> _Exercise brief_: Reproduce every entry exactly.

> _Exercise data_:

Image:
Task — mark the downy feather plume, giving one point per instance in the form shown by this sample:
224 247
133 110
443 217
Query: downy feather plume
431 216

> _Response to this task_:
Image:
Task — mark the downy feather plume, giving one point per instance in the form shown by this sample:
224 247
133 110
443 217
Query: downy feather plume
431 216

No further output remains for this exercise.